### [PROMPT]
Every entry must appear in the output exactly as it does here.

### [MATERIAL FOR THIS EXERCISE]
· · ·
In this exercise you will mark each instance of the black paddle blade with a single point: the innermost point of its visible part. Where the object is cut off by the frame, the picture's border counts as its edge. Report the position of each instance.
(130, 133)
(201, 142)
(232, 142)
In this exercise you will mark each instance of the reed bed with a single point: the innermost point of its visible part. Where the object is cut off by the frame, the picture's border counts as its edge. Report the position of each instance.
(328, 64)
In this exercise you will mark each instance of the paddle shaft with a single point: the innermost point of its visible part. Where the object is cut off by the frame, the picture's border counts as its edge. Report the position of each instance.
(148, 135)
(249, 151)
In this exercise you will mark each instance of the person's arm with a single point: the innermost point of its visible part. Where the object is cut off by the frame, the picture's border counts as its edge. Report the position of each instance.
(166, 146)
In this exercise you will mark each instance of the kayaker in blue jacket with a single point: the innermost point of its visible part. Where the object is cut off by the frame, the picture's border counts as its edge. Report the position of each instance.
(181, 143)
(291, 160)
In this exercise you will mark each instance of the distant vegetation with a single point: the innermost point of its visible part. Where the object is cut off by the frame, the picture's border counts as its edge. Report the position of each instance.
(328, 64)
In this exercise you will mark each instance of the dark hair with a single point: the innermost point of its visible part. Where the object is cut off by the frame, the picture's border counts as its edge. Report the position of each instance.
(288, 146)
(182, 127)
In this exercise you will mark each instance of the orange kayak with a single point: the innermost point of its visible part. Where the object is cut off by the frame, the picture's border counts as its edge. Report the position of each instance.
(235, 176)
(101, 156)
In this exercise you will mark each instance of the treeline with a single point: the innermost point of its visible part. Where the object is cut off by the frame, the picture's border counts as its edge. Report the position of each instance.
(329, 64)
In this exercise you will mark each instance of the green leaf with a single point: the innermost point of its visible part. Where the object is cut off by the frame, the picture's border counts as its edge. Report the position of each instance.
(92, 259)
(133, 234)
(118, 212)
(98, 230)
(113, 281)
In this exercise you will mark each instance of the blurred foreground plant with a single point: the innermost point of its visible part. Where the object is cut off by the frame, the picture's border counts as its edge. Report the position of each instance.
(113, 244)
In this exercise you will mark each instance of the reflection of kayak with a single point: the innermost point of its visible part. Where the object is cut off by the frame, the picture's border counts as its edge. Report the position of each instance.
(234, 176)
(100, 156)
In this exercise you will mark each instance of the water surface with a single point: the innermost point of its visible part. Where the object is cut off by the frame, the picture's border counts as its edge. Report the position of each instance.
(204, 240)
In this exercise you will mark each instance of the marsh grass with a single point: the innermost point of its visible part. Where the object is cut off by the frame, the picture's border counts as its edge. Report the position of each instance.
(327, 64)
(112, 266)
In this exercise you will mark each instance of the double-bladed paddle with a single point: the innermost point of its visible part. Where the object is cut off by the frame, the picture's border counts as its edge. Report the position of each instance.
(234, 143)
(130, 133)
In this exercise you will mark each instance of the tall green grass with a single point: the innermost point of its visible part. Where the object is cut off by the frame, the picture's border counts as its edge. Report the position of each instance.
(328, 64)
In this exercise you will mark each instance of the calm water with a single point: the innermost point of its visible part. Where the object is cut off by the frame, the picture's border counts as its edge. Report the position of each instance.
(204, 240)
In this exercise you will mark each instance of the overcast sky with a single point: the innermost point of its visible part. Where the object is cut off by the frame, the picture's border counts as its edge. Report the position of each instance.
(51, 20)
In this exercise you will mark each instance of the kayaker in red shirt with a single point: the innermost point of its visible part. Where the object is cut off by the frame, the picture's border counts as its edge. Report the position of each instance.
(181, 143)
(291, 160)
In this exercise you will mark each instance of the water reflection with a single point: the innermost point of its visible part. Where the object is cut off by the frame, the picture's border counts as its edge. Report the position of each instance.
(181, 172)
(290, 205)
· · ·
### [EXERCISE RESULT]
In this exercise you will mark each instance of the black paddle blade with a single point: the innermost point of its visible part. Where the object is cut off by the frame, the picture's border counts as its edge. Report the position of each instance.
(130, 133)
(201, 142)
(232, 142)
In this exercise you will mark each instance of the reed bed with a single point: the innermost point of its visible part. Where the object is cut off by the frame, the picture's border counts as its edge. Report the position of each instance.
(328, 64)
In this exercise you will mark each instance of the paddle shaft with a single point: the innermost point of its visible part. Where the object is cut off by the frame, the picture's border counts as its edge. Report the position of each instance.
(148, 135)
(249, 151)
In this exercise you will mark each instance of the person's arm with a single point: the innermost point of its visible part. Where the object is cut off by the frame, the picture's border counts as its edge. Report the position of each instance.
(166, 146)
In this exercise you will mark each instance of the kayaker in blue jacket with a single point: the innermost point of its visible part. Where the object is cut off by the frame, the picture's border counts as its edge. Report the position of each instance.
(181, 143)
(291, 160)
In this exercise you will mark each instance of the distant vegetation with a single point: the innermost point of its visible part. Where the object is cut off by the frame, the picture's border counts as its edge. Report the position of each instance.
(328, 64)
In this exercise you will mark each instance of the dark hair with a single point: the innermost point of its visible part. Where the object is cut off by the frame, the picture's border counts as its edge. Report the position of each instance.
(288, 146)
(182, 127)
In this exercise you will mark each instance of the orange kayak with a single point: the innermost point of its visible part. Where the object is cut off by the frame, the picture's border counts as its edge. Report the position of each instance.
(235, 176)
(101, 156)
In this exercise you will mark each instance of the treeline with a single point: the innermost point of its visible part. Where the object is cut off by the frame, the picture's border counts as its edge. Report the position of each instance.
(329, 64)
In this exercise you will mark each instance of the green leaf with a single point: the innermost point of its visible part. Where the object is cut off by the frame, the picture's border counts as its edge. Report the position of each instance.
(92, 259)
(133, 234)
(118, 212)
(98, 230)
(113, 281)
In this exercise you will mark each instance of the blurred foreground plant with a single point: the innermost point of its visible part. Where the object is cut off by the frame, the picture's border counts as its edge. Report the position of each instance.
(113, 244)
In this exercise you will mark each instance of the reflection of kayak with a single point: the innermost point of its visible part. Where the object is cut off by the frame, the picture's border counts as its edge. Report the position of each instance.
(234, 176)
(100, 156)
In this exercise you will mark each instance of the water surface with a single point: the innermost point of its visible part. Where the object is cut off by the frame, the picture's border counts as its edge. Report the position of each instance.
(204, 240)
In this exercise you will mark each instance of the marsh grass with a single point: the innermost point of its visible part. Where the object is cut off by the frame, the picture's border counts as its edge. Report the position of each instance.
(327, 64)
(112, 266)
In this exercise you will mark each instance of the double-bladed paddle with a single point: the innermost point of its visible part. Where the object is cut off by the frame, the picture's border counts as its edge. Report the position of each instance.
(234, 143)
(130, 133)
In this exercise you will mark each instance of the tall green grass with a single point: the innermost point of its visible part. Where the object is cut off by the frame, the picture's border counts as its edge. Report the position of each instance.
(328, 64)
In this exercise you will mark each instance of the calm water with a single point: the innermost point of its visible part. Where the object is cut off by the frame, the picture's border counts as its edge. Report the position of each instance.
(204, 240)
In this exercise you will mark each instance of the overcast sky with a single point: the innermost point of its visible part. Where the object is cut off by the frame, the picture's border counts as its edge. Report the position of each instance.
(51, 20)
In this exercise you will mark each instance of the kayaker in red shirt with a single point: the innermost point of its visible part. Where the object is cut off by the frame, the picture's border counts as its edge. Report the position of each instance.
(181, 143)
(291, 160)
In this exercise you will mark each instance of the water reflection with a single point: the innermost point of its visible part. Where the object is cut off by the frame, the picture's border counts as its edge. Report the position of each instance.
(181, 172)
(290, 205)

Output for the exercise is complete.